### [Task statement]
Look for the line that has "of the cork" in the material below; please repeat it and every line after it, exactly, up to and including the line that has "Query: cork grip", and nothing else.

<<<<

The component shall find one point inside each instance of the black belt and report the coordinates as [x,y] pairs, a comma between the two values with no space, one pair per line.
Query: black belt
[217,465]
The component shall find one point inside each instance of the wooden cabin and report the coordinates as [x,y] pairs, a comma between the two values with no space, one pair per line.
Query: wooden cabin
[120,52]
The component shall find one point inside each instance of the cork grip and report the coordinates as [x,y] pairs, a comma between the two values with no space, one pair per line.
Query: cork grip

>>>>
<<<<

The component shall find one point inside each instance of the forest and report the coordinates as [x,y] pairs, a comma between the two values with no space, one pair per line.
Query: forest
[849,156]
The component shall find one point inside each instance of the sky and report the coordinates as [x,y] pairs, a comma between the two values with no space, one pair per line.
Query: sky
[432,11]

>>>>

### [Answer]
The component shall find one point inside each instance of the cork grip and report the coordinates as [x,y] pairs, a comma between the two values with no space, one pair per line.
Query: cork grip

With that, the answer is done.